● YOUR INSTRUCTIONS
Which lines of the data below contain the word "willow"? Show each of them in full.

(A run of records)
__________________________________________________

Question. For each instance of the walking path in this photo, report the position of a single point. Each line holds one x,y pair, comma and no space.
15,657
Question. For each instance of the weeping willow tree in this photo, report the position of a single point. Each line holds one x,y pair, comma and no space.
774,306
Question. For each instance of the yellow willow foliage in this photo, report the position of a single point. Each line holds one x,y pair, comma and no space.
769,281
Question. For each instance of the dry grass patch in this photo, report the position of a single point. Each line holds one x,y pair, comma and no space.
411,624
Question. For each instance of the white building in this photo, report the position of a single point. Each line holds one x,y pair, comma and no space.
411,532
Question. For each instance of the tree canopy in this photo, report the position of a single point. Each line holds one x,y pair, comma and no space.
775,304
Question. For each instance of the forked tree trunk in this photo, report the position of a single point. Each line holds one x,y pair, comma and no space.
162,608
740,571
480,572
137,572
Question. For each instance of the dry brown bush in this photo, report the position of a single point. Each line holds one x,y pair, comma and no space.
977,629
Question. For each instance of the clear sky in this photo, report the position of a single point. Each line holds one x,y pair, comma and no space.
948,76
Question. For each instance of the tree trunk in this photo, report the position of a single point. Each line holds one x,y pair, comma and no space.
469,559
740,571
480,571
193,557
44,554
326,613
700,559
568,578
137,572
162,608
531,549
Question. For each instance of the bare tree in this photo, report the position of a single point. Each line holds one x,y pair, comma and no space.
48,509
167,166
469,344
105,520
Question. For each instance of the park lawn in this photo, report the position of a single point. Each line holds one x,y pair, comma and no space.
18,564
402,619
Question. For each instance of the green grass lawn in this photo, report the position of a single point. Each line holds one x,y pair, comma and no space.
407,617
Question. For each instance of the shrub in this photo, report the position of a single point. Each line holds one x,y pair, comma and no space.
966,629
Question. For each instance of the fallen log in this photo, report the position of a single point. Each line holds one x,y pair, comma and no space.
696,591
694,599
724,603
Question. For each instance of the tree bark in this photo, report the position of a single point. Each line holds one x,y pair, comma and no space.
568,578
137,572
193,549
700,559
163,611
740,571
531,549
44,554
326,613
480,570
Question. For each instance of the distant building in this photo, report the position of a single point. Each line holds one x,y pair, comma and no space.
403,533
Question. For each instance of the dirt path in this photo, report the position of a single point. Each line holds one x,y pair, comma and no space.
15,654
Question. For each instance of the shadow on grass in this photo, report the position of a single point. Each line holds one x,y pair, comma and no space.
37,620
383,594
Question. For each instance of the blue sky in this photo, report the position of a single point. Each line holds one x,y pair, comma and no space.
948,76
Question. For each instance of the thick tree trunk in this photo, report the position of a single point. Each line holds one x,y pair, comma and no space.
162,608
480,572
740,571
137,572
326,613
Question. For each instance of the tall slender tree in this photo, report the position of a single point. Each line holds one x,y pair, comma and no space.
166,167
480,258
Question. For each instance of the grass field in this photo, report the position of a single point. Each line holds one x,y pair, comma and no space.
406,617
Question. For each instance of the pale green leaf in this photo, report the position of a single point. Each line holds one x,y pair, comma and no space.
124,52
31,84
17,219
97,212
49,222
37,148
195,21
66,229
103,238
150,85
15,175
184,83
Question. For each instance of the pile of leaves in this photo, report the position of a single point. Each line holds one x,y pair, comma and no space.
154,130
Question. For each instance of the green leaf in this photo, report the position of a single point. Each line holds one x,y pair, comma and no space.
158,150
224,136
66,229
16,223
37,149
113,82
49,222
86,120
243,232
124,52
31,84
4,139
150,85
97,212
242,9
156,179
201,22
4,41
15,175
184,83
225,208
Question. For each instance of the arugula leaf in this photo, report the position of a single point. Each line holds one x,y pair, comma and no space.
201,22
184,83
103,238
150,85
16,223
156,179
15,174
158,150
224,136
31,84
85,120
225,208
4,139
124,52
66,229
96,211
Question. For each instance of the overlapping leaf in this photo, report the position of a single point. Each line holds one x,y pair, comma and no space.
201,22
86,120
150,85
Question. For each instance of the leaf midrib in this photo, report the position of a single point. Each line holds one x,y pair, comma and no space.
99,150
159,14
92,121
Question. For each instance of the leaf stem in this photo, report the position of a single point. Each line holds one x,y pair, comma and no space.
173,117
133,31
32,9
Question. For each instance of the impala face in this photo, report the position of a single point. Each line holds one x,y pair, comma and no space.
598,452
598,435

__________________________________________________

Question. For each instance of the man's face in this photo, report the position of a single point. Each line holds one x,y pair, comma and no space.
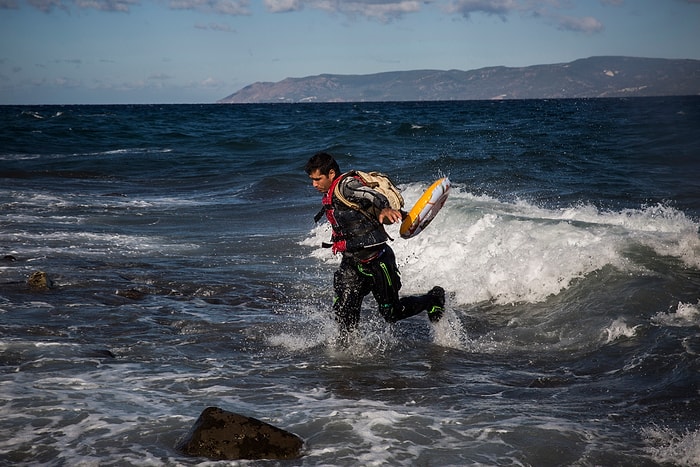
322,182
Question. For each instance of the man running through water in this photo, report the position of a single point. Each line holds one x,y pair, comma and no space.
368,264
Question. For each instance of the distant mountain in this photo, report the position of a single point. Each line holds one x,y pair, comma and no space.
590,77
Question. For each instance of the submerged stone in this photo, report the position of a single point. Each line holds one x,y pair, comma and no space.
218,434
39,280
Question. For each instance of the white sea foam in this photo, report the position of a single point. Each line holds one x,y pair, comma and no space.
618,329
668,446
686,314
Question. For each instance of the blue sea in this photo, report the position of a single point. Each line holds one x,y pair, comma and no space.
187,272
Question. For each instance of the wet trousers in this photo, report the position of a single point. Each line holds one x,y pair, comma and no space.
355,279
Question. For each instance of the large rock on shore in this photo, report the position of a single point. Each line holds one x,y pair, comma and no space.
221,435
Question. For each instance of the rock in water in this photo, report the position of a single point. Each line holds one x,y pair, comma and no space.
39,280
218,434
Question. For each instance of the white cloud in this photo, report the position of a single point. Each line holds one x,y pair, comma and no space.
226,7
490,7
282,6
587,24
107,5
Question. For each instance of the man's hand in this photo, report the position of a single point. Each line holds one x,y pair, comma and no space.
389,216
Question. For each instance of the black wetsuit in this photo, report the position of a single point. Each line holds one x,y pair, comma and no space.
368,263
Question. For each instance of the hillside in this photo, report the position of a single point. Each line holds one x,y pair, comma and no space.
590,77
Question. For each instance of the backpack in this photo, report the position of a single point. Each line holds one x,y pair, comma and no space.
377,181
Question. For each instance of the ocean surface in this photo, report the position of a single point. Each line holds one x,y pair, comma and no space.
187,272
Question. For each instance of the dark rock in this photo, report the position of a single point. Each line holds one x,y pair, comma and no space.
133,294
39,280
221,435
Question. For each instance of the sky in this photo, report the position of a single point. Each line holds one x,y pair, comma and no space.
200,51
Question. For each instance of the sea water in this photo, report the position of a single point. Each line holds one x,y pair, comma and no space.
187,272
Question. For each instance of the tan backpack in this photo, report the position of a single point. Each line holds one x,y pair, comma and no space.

__________________________________________________

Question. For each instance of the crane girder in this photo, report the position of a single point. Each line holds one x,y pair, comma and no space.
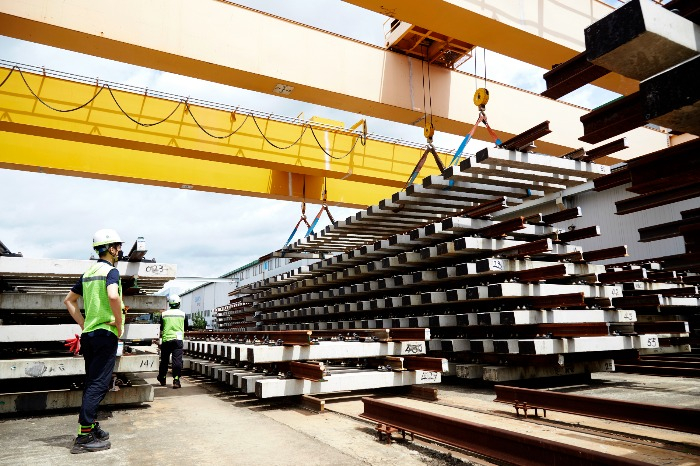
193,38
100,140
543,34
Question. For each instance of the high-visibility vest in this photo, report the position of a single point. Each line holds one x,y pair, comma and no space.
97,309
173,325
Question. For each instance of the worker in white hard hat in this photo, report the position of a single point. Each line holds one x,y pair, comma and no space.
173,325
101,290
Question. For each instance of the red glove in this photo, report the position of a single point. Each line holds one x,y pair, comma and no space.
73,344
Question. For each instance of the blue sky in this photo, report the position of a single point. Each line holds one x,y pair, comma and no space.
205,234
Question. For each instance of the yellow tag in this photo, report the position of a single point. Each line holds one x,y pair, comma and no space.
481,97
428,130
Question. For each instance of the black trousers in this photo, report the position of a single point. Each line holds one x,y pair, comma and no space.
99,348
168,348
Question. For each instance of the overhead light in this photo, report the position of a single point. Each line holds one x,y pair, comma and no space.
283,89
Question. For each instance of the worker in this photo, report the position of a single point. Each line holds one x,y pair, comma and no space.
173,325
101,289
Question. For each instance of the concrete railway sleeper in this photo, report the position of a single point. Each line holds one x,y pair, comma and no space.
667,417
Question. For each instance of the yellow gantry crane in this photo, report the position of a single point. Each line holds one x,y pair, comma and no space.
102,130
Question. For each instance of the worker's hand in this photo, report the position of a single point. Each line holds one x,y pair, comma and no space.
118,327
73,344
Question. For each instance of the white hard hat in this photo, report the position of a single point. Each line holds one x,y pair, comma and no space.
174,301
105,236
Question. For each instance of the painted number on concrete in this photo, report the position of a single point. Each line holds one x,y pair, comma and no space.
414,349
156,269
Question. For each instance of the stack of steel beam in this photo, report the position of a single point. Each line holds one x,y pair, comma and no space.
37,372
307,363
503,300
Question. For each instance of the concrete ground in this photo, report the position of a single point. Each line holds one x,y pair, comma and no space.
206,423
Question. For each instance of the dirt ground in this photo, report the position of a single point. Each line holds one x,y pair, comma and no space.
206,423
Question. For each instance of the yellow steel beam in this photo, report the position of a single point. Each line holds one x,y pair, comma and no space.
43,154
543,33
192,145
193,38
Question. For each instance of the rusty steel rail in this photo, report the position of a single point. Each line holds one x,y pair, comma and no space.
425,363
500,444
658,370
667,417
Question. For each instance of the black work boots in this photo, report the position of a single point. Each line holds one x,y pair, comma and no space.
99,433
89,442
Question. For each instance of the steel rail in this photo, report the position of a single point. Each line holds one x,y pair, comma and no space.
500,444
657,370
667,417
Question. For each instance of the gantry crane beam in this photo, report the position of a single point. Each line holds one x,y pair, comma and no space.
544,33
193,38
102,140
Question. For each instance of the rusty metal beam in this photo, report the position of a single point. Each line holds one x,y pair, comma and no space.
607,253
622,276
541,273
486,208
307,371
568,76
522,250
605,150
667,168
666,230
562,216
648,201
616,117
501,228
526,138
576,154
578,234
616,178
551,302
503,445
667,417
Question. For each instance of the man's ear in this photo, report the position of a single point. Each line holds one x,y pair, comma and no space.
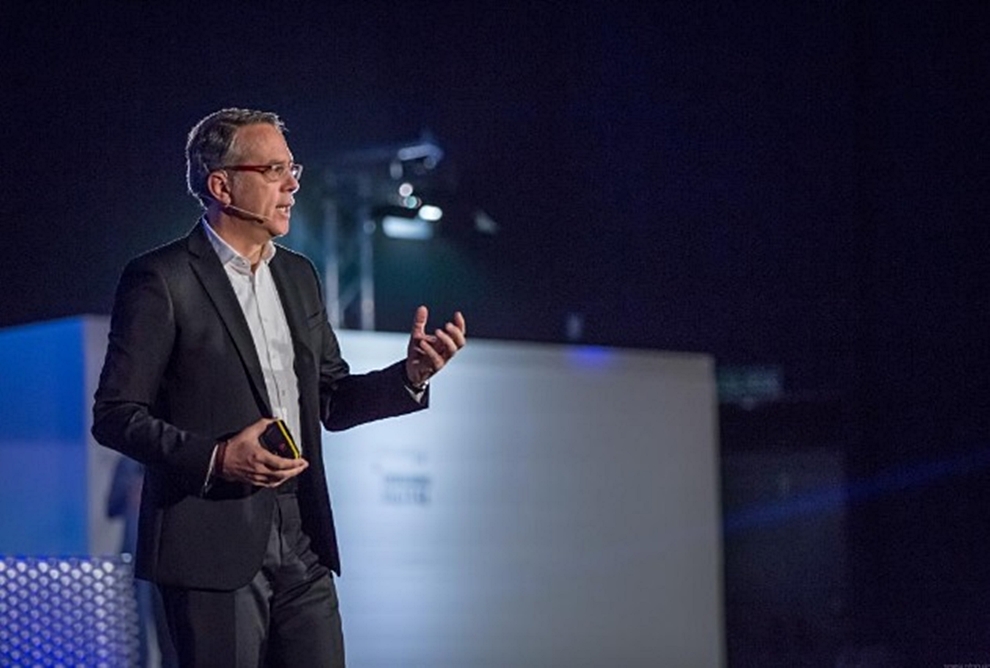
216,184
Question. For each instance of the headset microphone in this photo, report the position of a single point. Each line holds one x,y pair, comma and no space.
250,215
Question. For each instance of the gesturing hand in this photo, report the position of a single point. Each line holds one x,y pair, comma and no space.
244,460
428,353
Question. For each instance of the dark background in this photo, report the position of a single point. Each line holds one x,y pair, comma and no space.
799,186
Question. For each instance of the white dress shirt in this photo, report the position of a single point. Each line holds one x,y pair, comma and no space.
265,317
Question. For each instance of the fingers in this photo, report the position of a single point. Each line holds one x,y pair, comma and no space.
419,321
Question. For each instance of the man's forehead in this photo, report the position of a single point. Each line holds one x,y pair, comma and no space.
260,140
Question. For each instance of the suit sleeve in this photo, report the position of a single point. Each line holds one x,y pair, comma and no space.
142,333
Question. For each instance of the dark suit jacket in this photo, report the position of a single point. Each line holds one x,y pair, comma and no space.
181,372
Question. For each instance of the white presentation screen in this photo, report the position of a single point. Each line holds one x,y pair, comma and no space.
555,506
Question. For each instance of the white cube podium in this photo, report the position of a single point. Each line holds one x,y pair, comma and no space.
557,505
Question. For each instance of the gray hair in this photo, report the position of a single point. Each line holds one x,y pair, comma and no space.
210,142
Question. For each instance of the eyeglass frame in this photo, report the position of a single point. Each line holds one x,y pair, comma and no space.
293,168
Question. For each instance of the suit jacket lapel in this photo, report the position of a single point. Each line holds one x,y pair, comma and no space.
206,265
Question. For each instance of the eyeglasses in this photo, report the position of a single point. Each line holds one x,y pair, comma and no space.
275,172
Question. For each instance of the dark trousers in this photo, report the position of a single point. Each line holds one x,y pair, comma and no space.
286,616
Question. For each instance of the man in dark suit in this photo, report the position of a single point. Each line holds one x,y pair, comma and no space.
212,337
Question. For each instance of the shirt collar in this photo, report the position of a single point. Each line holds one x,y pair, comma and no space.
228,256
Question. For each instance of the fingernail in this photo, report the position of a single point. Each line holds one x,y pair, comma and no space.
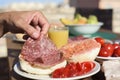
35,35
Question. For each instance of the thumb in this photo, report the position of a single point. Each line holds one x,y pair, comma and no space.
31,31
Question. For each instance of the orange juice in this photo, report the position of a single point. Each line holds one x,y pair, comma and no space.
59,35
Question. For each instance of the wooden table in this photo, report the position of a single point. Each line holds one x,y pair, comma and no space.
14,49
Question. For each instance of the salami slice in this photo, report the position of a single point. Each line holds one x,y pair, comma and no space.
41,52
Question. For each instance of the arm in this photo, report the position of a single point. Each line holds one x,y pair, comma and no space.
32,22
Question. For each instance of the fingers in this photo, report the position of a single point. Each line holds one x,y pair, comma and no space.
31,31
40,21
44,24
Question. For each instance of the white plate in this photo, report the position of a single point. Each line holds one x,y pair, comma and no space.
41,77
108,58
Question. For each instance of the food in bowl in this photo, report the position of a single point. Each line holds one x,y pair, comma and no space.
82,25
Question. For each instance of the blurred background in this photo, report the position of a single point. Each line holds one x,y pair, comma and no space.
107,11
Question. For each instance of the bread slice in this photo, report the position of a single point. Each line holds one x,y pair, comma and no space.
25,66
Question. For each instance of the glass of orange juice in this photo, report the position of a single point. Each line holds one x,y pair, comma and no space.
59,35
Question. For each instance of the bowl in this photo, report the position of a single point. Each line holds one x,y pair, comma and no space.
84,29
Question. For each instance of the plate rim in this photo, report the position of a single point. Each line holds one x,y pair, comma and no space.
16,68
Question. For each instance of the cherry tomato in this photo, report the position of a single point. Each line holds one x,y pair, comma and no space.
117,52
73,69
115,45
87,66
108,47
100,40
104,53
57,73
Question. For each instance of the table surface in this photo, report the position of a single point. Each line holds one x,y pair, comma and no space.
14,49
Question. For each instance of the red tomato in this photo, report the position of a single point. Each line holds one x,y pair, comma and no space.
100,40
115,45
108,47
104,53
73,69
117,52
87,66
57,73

__________________________________________________

● CORRECT ANSWER
Question. For each instance of the weeping willow tree in this photo, report the position of a single point. Each line holds one x,y pair, comma and no space.
Question. For each instance of the yellow willow foliage in this photo, report the position of a single point. Each line holds one x,y pair, comma and no space.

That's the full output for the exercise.